• GIVEN PASSAGE
· · · ·

Shintoism, according to Prof. Aoki, teaches the Japanese how
to live. Buddhism teaches them how to die and Confucianism
provides them with the art of behaving. So why take on board
another world religion which might teach the same thing?

When Japan turned from Europe to the United States after World
War II, it did so earnestly, welcoming the victors who had just
devastated their country with atom bombs. The American soldiers
who landed were astonished how the people, who just a few months
previously had been the frightening and mysterious enemy,
extended their hands to accept them. America-Japan societies have
mushroomed ever since, and the name "America" became a synonym
for hope and future.

The exposure to America and American culture, however, does
not make Japan more American than before. Just as the Japanese
did not assimilate Christianity from Europe after the Meiji
Restoration, they now do not use American English as their
language. They use Japanese with a lot of English words, having
first given them a Japanese form.

What they were looking for in the States was, and still is,
the strategy of American industry and business, which they
promptly took over and gave it the Japanese collective spirit.

Prof. Hamashita, the Director of the Center for Oriental
Studies at Tokyo University, and possibly the most influential
practicing Japanese historian, has, over the last ten years,
striven forcefully against the mainstream of Japan's
understanding of the nature of the Meiji Restoration.

Before Hamashita's study the Meiji Restoration was usually
understood as Japan's national effort to catch up with the West.
However, according to Japanese and Chinese historical sources,
Hamashita demonstrated convincingly that the Meiji Restoration
was a national effort by Japan to emancipate itself from the
deep-seated cultural domination of China. Catching up with the
West was merely a strategy to divert the traditional cultural
attention away from China.

In the same vein, it might be further argued, the
reorientation toward the United States was a national effort by
Japan to emancipate itself from the cultural domination of
Europe, while Japan's current gravitation toward Southeast and
South Asian countries, demonstrates a new effort to define its
position as a country belonging to Asia.

· · · ·

• GIVEN PROBLEM 1
Transcribe part of the passage on Japan, beginning at the words "Prof. Hamashita, the" and stopping after "away from China.".

· · · ·

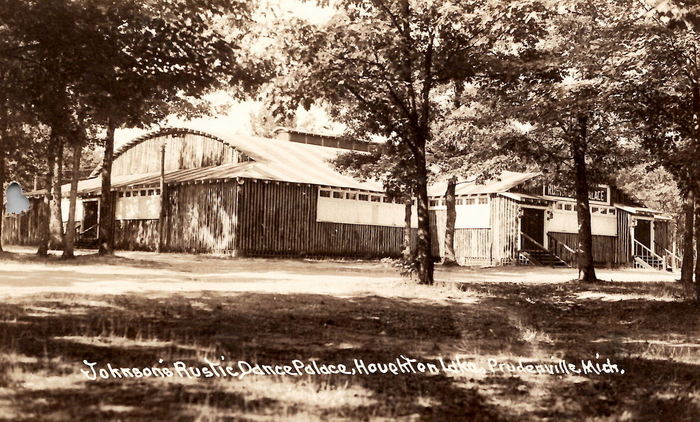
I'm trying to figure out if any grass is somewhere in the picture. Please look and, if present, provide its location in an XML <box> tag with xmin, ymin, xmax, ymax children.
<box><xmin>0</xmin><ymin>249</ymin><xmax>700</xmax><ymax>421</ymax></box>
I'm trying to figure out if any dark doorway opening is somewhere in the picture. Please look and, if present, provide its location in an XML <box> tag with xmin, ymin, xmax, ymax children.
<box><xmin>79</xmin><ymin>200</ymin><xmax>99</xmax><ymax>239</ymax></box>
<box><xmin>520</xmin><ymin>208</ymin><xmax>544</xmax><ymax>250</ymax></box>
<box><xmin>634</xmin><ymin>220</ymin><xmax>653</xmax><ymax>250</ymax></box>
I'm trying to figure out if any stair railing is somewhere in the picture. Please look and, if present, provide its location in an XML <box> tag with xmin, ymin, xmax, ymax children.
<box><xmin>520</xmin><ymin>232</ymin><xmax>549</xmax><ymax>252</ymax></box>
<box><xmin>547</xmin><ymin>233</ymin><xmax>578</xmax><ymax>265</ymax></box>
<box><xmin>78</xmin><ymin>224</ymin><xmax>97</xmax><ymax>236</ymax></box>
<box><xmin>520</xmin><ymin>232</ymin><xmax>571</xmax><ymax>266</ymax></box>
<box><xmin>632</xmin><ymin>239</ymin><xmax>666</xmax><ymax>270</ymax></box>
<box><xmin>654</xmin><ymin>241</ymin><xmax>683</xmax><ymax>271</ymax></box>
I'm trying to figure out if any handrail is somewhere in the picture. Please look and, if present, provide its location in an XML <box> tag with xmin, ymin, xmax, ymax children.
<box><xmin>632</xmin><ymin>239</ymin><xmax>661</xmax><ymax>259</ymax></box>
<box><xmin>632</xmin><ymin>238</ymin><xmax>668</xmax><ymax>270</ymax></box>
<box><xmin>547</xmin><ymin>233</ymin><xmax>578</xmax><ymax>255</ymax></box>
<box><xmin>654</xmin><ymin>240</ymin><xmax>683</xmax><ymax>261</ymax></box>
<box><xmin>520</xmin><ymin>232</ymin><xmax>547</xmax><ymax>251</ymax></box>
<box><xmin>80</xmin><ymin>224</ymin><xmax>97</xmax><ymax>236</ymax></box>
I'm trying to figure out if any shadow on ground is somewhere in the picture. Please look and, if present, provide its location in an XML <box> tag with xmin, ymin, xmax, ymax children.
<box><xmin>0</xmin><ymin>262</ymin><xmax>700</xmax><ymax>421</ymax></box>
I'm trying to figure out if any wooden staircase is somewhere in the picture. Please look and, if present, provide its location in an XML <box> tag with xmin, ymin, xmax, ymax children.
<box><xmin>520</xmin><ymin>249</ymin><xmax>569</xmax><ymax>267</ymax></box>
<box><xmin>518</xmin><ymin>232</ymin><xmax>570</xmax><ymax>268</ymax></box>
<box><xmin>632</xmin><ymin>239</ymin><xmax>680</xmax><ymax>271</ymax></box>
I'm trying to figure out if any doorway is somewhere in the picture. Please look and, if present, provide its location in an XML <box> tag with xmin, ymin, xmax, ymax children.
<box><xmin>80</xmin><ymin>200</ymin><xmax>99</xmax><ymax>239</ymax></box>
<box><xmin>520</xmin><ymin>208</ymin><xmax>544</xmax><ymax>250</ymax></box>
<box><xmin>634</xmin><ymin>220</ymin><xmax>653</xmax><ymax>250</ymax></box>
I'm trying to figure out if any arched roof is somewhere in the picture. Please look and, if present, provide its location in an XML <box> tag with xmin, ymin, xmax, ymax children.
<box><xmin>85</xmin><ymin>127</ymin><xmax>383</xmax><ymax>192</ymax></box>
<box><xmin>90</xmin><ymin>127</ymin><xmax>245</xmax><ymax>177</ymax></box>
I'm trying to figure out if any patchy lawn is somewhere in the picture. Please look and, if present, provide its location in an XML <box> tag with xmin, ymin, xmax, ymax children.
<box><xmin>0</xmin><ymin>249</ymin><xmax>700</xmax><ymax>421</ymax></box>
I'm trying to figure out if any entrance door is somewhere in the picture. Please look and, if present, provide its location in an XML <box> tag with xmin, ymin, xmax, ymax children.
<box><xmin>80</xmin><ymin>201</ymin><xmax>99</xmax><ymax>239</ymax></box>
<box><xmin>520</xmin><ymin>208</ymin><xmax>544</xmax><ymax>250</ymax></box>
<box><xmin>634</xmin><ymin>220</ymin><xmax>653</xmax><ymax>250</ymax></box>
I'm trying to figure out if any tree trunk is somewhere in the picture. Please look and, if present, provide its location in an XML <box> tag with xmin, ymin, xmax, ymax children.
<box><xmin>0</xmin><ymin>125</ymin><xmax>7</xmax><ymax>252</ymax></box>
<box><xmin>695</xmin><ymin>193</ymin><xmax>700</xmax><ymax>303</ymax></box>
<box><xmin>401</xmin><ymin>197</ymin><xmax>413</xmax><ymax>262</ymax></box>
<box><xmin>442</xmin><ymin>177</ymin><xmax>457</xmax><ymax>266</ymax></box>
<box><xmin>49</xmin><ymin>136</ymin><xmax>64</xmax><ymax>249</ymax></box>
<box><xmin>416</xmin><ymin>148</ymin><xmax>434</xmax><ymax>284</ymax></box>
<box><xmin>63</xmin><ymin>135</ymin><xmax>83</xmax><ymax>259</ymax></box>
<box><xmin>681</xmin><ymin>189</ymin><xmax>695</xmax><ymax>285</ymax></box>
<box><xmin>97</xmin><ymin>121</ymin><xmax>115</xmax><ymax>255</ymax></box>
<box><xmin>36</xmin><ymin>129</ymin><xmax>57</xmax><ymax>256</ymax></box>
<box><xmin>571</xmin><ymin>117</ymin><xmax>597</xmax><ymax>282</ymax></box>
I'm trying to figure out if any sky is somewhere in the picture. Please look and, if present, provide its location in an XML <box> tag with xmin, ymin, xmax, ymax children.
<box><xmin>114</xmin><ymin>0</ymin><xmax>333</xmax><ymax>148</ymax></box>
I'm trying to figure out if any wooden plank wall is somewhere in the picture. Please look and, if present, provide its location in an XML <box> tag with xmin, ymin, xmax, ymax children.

· · · ·

• GIVEN PROBLEM 2
Restate the entries word for word, beginning at the line that has "I'm trying to figure out if any tree" and stopping after the last line of the entries.

• COMPLETE ANSWER 1
Prof. Hamashita, the Director of the Center for Oriental
Studies at Tokyo University, and possibly the most influential
practicing Japanese historian, has, over the last ten years,
striven forcefully against the mainstream of Japan's
understanding of the nature of the Meiji Restoration.

Before Hamashita's study the Meiji Restoration was usually
understood as Japan's national effort to catch up with the West.
However, according to Japanese and Chinese historical sources,
Hamashita demonstrated convincingly that the Meiji Restoration
was a national effort by Japan to emancipate itself from the
deep-seated cultural domination of China. Catching up with the
West was merely a strategy to divert the traditional cultural
attention away from China.

• COMPLETE ANSWER 2
I'm trying to figure out if any tree trunk is somewhere in the picture. Please look and, if present, provide its location in an XML <box> tag with xmin, ymin, xmax, ymax children.
<box><xmin>0</xmin><ymin>125</ymin><xmax>7</xmax><ymax>252</ymax></box>
<box><xmin>695</xmin><ymin>193</ymin><xmax>700</xmax><ymax>303</ymax></box>
<box><xmin>401</xmin><ymin>197</ymin><xmax>413</xmax><ymax>262</ymax></box>
<box><xmin>442</xmin><ymin>177</ymin><xmax>457</xmax><ymax>266</ymax></box>
<box><xmin>49</xmin><ymin>136</ymin><xmax>64</xmax><ymax>249</ymax></box>
<box><xmin>416</xmin><ymin>148</ymin><xmax>434</xmax><ymax>284</ymax></box>
<box><xmin>63</xmin><ymin>135</ymin><xmax>83</xmax><ymax>259</ymax></box>
<box><xmin>681</xmin><ymin>189</ymin><xmax>695</xmax><ymax>285</ymax></box>
<box><xmin>97</xmin><ymin>121</ymin><xmax>115</xmax><ymax>255</ymax></box>
<box><xmin>36</xmin><ymin>129</ymin><xmax>57</xmax><ymax>256</ymax></box>
<box><xmin>571</xmin><ymin>117</ymin><xmax>597</xmax><ymax>282</ymax></box>
I'm trying to figure out if any sky is somewhere in the picture. Please look and, if present, provide its location in an XML <box> tag with xmin, ymin, xmax, ymax children.
<box><xmin>114</xmin><ymin>0</ymin><xmax>333</xmax><ymax>148</ymax></box>
I'm trying to figure out if any wooden plank wall is somewhere in the picture. Please look and, if present, provide its location in an XML <box> tag with xmin, ymin, xmax, ymax children.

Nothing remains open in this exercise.